TRECHO:
^^^^^^^^^^^^^^^^

O processo de violência sexual intrafamiliar
contra crianças e adolescentes pode ser entendido por vitimização primária, na
medida em que no âmbito procedimental-investigatório constata-se outro tipo de vitimização, em que
a violência é causada pelo sistema de justiça penal que viola outros direitos, vitimizando novamente a criança ou o adolescente.
Essa revitimização denomina-sevitimização secundária, que outra coisa não é senão a violência institucional do
sistema processual penal, fazendo das vítimas infantojuvenis novas
vítimas, agora do estigma processual-investigatório; a violência do sistema pode
dificultar (senão até inviabilizar) o processo de superação do trauma,
provocando ainda uma sensação de frustração, impotência e desamparo com o
sistema de controle social, aumentando o descrédito e a desconfiança nas
instituições de justiça criminal.
O abuso sexual intrafamiliar
é um dos temas mais sensíveis da realidade social e criminal nos tempos atuais,
principalmente porque se sabe que as consequências para as crianças e os
adolescentes abusados sexualmente são perenes, colocando em risco o equilíbrio
biopsicossocial para o resto de suas vidas. Um dos aspectos mais complexos,
tanto do ponto de vista jurídico como criminológico, é relativo à posição dessa
vítima criança/adolescente como testemunha no processo penal. É comum, tanto no
Brasil como no exterior, que crianças e adolescentes sejam chamadas a depor em
processos judiciais criminais para falar sobre situações de violência que sofreram. Essa fala das crianças e dos adolescentes no
momento da audiência integra o acervo probatório processual. Ocorre, porém,
que, em razão da forma tradicional de inquirição das
vítimas e testemunhas de crime sexual, quando crianças e adolescentes, pode
ampliar a violência por aquelas experimentadas, configurando o que denominamos
de vitimização secundária. Esse aspecto levou à
elaboração do Projeto de Lei n. 4.126/2004 que propõe a alteração do Estatuto
da Criança e do Adolescente, recomendando o modelo alternativo de inquirição conforme o projeto depoimento sem dano,
criado por operadores do direito de Porto Alegre e utilizado no 2º Juizado
da Infância e Juventude dessa capital.

^^^^^^^^^^^^^^^^

(Entradas armazenadas)
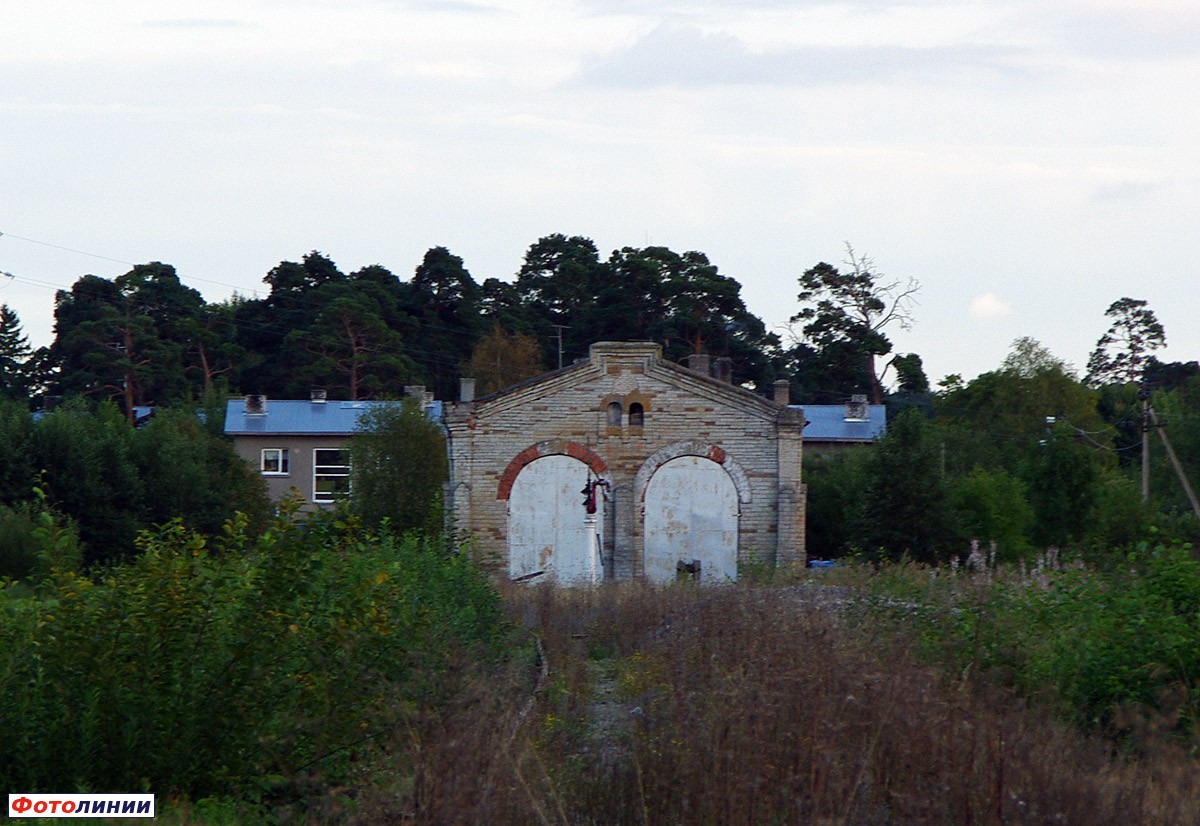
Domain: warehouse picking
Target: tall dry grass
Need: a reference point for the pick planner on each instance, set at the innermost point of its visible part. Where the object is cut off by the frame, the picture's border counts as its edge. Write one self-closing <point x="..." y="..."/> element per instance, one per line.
<point x="749" y="706"/>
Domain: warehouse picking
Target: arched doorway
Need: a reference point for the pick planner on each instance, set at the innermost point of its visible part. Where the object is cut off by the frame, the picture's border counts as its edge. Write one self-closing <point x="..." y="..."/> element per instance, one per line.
<point x="550" y="534"/>
<point x="691" y="513"/>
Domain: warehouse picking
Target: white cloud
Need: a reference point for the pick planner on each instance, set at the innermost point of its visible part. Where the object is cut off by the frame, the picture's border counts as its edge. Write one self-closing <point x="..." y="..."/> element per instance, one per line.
<point x="688" y="57"/>
<point x="989" y="305"/>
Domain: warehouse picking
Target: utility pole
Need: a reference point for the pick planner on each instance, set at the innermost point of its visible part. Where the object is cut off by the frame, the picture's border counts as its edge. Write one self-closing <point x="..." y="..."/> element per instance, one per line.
<point x="1144" y="395"/>
<point x="1175" y="464"/>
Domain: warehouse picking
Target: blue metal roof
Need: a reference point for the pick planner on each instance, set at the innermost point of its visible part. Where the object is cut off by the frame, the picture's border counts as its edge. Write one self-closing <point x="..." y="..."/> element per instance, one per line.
<point x="301" y="416"/>
<point x="828" y="423"/>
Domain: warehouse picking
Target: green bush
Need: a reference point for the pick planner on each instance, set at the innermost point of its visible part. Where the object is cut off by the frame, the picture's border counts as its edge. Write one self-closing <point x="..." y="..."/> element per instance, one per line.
<point x="204" y="668"/>
<point x="1093" y="641"/>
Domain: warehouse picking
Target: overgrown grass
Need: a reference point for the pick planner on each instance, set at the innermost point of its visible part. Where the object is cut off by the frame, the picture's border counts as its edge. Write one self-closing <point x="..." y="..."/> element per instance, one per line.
<point x="339" y="677"/>
<point x="1109" y="648"/>
<point x="765" y="706"/>
<point x="251" y="669"/>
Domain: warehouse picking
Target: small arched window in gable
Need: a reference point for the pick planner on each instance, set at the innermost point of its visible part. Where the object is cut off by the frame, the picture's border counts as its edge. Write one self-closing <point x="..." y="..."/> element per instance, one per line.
<point x="636" y="414"/>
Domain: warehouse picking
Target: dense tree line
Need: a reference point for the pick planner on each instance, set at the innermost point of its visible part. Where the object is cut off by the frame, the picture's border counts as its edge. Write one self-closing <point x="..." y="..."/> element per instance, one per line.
<point x="1021" y="458"/>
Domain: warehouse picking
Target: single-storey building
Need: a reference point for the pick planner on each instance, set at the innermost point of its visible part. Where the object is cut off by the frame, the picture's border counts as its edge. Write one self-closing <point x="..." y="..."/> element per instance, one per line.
<point x="628" y="466"/>
<point x="301" y="447"/>
<point x="837" y="426"/>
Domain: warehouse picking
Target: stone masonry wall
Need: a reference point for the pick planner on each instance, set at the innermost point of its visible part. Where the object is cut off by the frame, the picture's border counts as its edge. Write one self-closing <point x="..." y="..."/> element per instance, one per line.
<point x="754" y="438"/>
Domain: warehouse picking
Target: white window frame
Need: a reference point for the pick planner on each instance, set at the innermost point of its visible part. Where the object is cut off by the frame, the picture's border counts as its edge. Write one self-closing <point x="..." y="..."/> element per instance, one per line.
<point x="330" y="472"/>
<point x="282" y="462"/>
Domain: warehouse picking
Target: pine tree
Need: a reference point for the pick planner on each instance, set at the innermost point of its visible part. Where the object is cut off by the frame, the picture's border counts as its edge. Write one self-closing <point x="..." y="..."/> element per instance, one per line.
<point x="15" y="353"/>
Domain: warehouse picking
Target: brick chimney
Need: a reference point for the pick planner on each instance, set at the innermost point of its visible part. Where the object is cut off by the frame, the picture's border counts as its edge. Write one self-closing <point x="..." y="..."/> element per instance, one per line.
<point x="724" y="369"/>
<point x="856" y="408"/>
<point x="700" y="363"/>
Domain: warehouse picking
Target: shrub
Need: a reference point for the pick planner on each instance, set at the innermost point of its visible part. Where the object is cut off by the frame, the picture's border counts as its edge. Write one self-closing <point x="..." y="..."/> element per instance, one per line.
<point x="204" y="672"/>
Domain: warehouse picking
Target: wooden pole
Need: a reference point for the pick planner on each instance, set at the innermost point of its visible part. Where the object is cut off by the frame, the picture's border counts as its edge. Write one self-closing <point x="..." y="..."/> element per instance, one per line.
<point x="1175" y="464"/>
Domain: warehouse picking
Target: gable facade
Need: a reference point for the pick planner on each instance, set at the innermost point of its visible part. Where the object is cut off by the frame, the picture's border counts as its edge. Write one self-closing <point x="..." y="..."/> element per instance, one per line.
<point x="675" y="466"/>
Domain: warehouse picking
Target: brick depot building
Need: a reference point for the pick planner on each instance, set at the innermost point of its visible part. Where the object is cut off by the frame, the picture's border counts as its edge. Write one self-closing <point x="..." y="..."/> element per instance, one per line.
<point x="681" y="466"/>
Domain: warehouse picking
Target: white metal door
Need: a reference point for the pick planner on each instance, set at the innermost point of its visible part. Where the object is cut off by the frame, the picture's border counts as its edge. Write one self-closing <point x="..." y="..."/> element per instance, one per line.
<point x="691" y="513"/>
<point x="549" y="530"/>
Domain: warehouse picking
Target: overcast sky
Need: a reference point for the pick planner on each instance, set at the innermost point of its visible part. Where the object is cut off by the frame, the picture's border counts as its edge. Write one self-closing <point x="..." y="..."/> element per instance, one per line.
<point x="1027" y="161"/>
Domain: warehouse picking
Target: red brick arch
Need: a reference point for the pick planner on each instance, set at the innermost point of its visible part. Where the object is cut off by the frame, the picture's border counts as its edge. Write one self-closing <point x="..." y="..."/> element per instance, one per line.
<point x="551" y="448"/>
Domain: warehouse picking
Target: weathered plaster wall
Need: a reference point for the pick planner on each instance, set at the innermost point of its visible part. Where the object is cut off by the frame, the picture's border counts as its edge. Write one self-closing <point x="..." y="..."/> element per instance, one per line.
<point x="756" y="440"/>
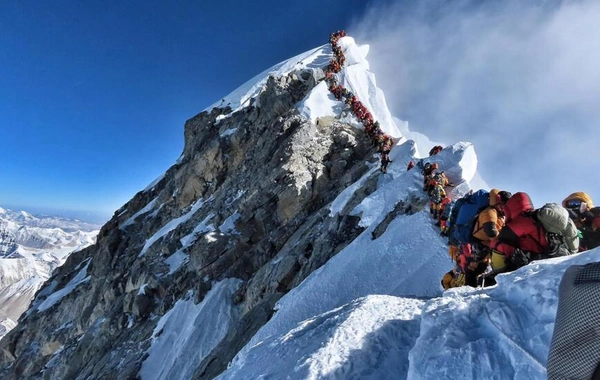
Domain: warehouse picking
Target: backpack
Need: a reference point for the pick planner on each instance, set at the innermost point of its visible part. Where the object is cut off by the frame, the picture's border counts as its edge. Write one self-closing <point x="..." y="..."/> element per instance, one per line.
<point x="447" y="211"/>
<point x="438" y="193"/>
<point x="426" y="168"/>
<point x="465" y="215"/>
<point x="560" y="229"/>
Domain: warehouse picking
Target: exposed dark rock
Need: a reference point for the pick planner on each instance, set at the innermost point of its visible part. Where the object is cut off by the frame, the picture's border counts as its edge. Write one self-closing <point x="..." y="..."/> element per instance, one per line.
<point x="250" y="204"/>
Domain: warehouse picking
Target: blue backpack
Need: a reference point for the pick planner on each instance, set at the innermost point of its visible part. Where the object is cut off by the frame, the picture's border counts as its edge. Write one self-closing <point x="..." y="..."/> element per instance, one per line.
<point x="465" y="213"/>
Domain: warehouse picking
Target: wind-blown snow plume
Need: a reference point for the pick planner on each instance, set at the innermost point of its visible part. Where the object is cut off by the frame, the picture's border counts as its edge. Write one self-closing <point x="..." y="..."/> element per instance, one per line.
<point x="512" y="77"/>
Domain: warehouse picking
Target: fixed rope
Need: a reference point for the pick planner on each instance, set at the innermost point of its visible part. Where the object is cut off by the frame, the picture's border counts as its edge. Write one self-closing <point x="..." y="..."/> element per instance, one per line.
<point x="382" y="141"/>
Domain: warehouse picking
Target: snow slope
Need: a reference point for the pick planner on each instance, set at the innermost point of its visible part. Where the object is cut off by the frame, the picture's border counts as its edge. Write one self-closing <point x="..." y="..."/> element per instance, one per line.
<point x="188" y="333"/>
<point x="502" y="332"/>
<point x="38" y="244"/>
<point x="377" y="310"/>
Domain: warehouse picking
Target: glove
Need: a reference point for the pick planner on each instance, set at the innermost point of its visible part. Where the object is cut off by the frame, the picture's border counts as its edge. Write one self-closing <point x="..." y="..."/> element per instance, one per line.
<point x="520" y="258"/>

^^^^^^^^^^^^^^^^

TAREFAS A REALIZAR:
1 - Como fica, em tópicos e de forma mais breve, o parágrafo do trecho que começa com "O abuso sexual intrafamiliar", sem perder os fatos principais?
2 - Continue o trecho sobre a vitimização secundária de crianças e adolescentes a partir da última frase apresentada.
A listagem provém de outra fonte.

RESPOSTAS:
1 -
- O abuso sexual intrafamiliar é um dos temas mais sensíveis da realidade social e criminal atual. Suas consequências para crianças e adolescentes são perenes e põem em risco o equilíbrio biopsicossocial deles pelo resto da vida.
- Um dos aspectos mais complexos, do ponto de vista jurídico e criminológico, é a posição da vítima criança ou adolescente como testemunha no processo penal.
- No Brasil e no exterior, é comum que crianças e adolescentes deponham em processos criminais sobre a violência que sofreram. Essa fala na audiência integra o acervo probatório.
- A forma tradicional de inquirição dessas vítimas e testemunhas pode ampliar a violência sofrida, o que configura a vitimização secundária.
- Esse aspecto levou ao Projeto de Lei n. 4.126/2004. O projeto propõe alterar o Estatuto da Criança e do Adolescente e recomenda o modelo alternativo de inquirição do projeto depoimento sem dano. Esse modelo foi criado por operadores do direito de Porto Alegre e é utilizado no 2º Juizado da Infância e Juventude dessa capital.

2 -
O debate sobre o tema
está estabelecido. Deve refletir e discutir sobre a possibilidade de redução de danos às vítimas e
testemunhas no processo judicial, gerando novas perspectivas de
conhecimento teórico e prático; deve-se buscar uma discussão interdisciplinar
através da abordagem jurídica, psicológica e da assistência social,
entrecruzando os amplos domínios do social, da ciência, do jurídico, da ética e
do psicológico, oferecendo uma linguagem comum/especial indispensável para
trabalhar no campo da violência familiar. Na realidade, propõe-se diferentes
olhares sobre o mesmo tema, mas todos preocupados em preservar a dignidade humana como um
direito fundamental também
e especialmente aos infantojuvenis, aos quais, ao longo da vigência do atual
diploma legal (ECA) lhes tem sido sonegados os direitos e garantias processuais-criminais que a Constituição Federal
assegura a todos, inclusive aos piores delinquentes adultos. O
fundamental é que se perceba de uma vez por todas que crianças e adolescentes,
vítimas de violência sexual, intrafamiliar ou não, antes de objeto de investigação e demeio de prova, são,
acima de tudo, sujeitos de direitos, e que a sociedade, em nenhuma
hipótese, tem o direito de revitimizá-los, seja a pretexto da busca da mitológica verdade real, seja
para assegurar a mais ampla defesa do eventual acusado.
A prova, de culpa ou
de inocência, deve ser buscada por todo e qualquer outro meio moralmente
legítimo e não vedado em lei, desde que não se queira arrancá-la de quem já foi vitimizado pela
violência sexual sofrida. Não se pode esquecer de sua vulnerabilidade natural, que é somatizada pela
peculiar circunstância do trauma sofrido pela violência sexual de que fora
vítima. A ausência de outras provas ou a impossibilidade de produzi-las com a
idoneidade que exige uma decisão acusatória tampouco justificam que se revitimize os
infantojuvenis que não podem ser duplamente punidos pela incompetência ou
ineficiência do sistema repressivo penal. Em outros termos, que o Estado cure
suas chagas buscando aprimorar seu sistema investigativo penal, sem, contudo,
punir duplamente os infantojuvenis a quem a Constituição Federal assegura
proteção especial.
Enfim, o debate está
colocado, mas é fundamental que se encontre as respostas necessárias,
corajosamente, com posição firme em prol da cidadania, da dignidade da pessoa
humana e, sobretudo, da garantia do respeito aos direitos de crianças e
adolescentes, com a conscientização do Judiciário e do Ministério Público de
que, nesse campo, precisam modernizar sua filosofia, e conscientizar-se de que
não poderão continuar revitimizando crianças
e adolescentes sob o pretexto da busca da verdade real. Procurem-na, mas com
outros meios, e sem revitimizá-los com
equivocadas e prepotentes formas de inquiri-las.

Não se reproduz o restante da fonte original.